◆ **Try it**: Of all the lines in the entries below, give again exactly those starting at the line containing "Where can the brick" and ending at the line containing "Where can the window frame", both ends included, and no others.

◆ **Dataset entries**:
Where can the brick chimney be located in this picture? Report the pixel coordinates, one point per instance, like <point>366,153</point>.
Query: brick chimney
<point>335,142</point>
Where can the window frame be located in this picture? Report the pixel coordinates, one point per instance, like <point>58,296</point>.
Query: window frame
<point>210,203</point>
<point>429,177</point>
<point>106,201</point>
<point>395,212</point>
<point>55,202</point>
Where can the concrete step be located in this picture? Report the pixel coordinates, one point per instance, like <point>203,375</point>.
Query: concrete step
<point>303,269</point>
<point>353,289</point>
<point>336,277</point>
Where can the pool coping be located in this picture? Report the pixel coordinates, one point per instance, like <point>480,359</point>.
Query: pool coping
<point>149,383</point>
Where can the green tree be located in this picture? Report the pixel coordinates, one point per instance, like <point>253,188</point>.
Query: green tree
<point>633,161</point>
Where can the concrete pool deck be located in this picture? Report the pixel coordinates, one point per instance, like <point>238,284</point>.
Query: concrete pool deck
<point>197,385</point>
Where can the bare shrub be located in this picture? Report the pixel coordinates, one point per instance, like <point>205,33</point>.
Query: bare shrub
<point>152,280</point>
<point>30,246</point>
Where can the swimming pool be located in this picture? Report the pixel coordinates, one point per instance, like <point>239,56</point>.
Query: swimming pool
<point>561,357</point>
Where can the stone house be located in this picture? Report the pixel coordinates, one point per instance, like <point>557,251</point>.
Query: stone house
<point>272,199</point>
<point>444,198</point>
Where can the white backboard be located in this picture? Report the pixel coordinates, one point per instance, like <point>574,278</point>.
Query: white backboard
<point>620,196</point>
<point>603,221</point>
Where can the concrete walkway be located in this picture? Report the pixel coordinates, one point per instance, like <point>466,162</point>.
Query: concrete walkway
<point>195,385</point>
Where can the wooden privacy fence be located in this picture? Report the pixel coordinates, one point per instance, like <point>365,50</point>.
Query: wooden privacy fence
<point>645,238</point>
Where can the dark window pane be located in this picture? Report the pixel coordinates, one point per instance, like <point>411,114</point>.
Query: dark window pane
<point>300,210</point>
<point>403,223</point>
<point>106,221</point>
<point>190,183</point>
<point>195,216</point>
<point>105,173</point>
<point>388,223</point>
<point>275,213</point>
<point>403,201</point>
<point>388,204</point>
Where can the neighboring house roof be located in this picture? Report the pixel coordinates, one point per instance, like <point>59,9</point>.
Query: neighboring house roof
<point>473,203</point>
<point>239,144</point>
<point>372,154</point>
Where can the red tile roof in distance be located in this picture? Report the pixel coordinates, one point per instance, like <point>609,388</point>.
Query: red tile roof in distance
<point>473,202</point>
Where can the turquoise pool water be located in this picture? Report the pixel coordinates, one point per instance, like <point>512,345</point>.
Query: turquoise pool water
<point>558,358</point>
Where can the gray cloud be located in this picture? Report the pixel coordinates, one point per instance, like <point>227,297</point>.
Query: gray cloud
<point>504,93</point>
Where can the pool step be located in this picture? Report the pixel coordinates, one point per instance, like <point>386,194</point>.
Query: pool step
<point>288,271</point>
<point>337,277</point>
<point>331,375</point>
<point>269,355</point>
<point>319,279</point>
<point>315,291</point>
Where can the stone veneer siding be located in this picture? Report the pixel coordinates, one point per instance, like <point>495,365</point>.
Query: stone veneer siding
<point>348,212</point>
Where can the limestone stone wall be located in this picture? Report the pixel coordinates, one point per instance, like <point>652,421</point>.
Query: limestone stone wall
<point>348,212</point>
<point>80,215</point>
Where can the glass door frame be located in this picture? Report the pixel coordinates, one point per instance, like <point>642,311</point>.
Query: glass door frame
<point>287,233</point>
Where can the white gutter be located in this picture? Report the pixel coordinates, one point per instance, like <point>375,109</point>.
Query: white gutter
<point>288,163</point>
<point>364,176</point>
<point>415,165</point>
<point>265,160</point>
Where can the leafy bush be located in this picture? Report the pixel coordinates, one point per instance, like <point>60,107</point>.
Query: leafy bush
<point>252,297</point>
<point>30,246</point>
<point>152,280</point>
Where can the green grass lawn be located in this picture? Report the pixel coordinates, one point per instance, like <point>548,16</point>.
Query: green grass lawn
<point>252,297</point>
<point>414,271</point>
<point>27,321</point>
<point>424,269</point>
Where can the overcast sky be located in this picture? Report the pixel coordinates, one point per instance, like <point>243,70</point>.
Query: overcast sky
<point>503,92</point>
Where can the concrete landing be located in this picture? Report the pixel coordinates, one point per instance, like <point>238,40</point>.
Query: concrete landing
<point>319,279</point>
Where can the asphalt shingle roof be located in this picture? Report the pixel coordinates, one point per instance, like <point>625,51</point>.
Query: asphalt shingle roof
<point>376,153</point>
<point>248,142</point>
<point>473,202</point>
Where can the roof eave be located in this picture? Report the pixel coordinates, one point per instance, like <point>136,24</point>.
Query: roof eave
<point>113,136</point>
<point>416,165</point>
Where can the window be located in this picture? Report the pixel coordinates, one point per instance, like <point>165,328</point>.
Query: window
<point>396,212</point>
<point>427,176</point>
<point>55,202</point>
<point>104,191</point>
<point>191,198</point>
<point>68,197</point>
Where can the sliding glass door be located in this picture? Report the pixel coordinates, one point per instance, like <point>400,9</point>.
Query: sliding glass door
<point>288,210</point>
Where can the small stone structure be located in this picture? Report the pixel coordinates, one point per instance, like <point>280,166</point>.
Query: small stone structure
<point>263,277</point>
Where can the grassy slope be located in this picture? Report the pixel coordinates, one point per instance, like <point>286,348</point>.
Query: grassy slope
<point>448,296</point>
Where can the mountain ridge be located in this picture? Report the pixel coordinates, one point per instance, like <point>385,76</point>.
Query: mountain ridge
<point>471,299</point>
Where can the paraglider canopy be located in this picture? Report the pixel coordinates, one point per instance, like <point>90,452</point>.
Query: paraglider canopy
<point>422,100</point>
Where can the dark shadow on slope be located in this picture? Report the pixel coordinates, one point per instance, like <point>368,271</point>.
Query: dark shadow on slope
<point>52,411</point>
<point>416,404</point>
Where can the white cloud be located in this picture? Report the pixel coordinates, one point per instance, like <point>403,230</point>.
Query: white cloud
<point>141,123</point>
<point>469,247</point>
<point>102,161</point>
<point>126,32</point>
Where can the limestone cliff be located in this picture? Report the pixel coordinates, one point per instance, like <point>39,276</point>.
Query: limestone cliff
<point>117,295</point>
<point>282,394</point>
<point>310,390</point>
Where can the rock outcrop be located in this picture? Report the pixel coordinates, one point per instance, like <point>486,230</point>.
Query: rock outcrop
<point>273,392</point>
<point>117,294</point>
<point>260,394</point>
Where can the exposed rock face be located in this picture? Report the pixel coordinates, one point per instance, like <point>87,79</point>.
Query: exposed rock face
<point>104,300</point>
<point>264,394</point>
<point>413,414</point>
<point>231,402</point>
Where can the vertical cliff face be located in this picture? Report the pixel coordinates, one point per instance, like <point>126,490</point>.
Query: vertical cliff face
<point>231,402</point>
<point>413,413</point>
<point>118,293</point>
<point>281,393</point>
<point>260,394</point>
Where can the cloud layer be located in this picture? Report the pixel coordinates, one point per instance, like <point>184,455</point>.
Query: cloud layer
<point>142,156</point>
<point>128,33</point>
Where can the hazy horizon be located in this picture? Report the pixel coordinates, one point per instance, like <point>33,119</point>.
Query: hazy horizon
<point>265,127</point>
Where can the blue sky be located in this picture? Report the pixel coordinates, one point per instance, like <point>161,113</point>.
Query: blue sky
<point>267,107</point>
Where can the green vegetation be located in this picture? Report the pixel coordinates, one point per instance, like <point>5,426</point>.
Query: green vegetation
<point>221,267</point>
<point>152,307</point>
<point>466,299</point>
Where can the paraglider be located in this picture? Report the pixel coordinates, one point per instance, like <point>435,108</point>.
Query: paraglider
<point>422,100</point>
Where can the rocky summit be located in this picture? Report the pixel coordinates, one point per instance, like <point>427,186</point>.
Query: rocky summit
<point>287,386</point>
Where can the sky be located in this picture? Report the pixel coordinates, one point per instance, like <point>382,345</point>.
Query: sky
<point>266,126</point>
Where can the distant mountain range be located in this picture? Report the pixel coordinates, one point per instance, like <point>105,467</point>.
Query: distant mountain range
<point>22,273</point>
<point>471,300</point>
---
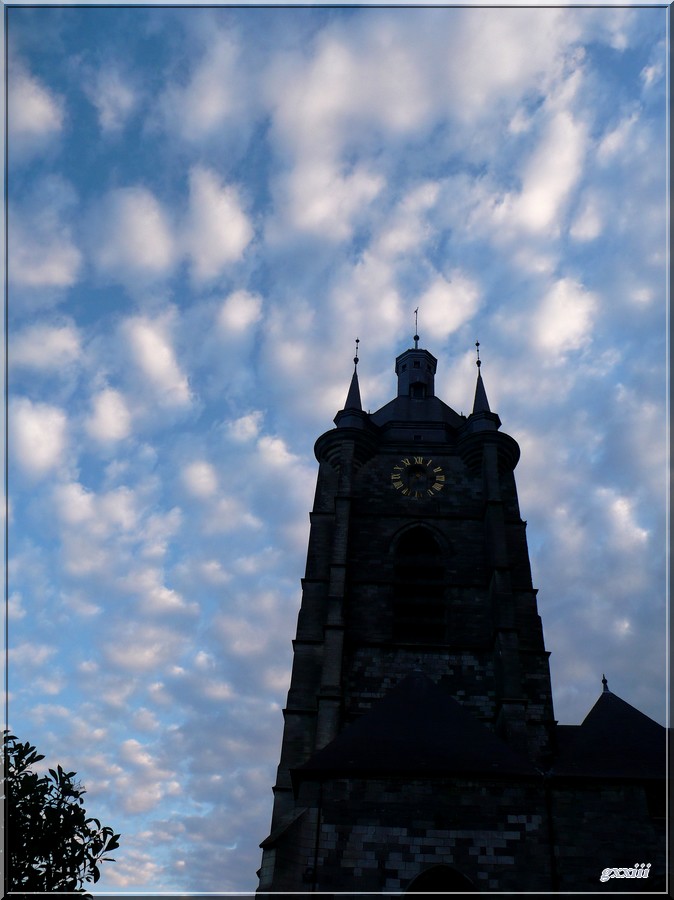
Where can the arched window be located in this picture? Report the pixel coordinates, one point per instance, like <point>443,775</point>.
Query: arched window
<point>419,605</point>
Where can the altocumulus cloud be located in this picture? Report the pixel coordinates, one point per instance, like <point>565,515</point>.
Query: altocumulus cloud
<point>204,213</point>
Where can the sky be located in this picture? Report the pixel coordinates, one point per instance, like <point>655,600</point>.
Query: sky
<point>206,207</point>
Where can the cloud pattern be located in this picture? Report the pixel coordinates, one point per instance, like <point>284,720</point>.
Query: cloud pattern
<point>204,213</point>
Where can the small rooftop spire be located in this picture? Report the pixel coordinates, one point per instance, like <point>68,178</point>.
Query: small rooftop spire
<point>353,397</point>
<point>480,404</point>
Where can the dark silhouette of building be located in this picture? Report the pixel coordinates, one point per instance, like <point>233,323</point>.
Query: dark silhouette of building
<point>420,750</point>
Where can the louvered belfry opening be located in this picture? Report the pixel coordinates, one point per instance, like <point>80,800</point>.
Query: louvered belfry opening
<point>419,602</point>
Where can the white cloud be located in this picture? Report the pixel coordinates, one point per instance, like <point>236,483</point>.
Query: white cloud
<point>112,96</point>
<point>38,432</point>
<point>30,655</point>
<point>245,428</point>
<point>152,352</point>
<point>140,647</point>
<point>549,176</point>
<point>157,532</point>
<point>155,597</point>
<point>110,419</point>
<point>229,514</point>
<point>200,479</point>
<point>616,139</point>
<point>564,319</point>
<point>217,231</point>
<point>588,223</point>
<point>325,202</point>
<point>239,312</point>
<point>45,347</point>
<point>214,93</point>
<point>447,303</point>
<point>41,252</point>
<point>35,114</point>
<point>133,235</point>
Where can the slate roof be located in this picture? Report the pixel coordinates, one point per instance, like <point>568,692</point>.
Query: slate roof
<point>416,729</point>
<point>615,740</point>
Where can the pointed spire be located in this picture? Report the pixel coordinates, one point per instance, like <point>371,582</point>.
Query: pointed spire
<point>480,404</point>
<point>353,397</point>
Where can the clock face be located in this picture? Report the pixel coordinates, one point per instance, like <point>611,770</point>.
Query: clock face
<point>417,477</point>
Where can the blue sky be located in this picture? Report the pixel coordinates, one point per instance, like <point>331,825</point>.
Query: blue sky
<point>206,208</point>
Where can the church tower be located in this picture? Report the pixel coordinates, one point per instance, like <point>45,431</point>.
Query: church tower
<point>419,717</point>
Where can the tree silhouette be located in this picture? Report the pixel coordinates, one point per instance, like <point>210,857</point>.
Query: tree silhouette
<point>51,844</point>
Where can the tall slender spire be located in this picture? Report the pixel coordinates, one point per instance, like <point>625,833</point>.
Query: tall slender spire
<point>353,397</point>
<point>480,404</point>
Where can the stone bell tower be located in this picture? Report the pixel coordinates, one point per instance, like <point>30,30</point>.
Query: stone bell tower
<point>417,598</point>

◆ **Task answer**:
Where can the brick chimney be located in this picture? Report the pixel coordinates, one point per instance, like <point>366,153</point>.
Query: brick chimney
<point>335,142</point>
Where can the window frame be located in this picture? Report the pixel coordinates, one point per instance, like <point>58,296</point>.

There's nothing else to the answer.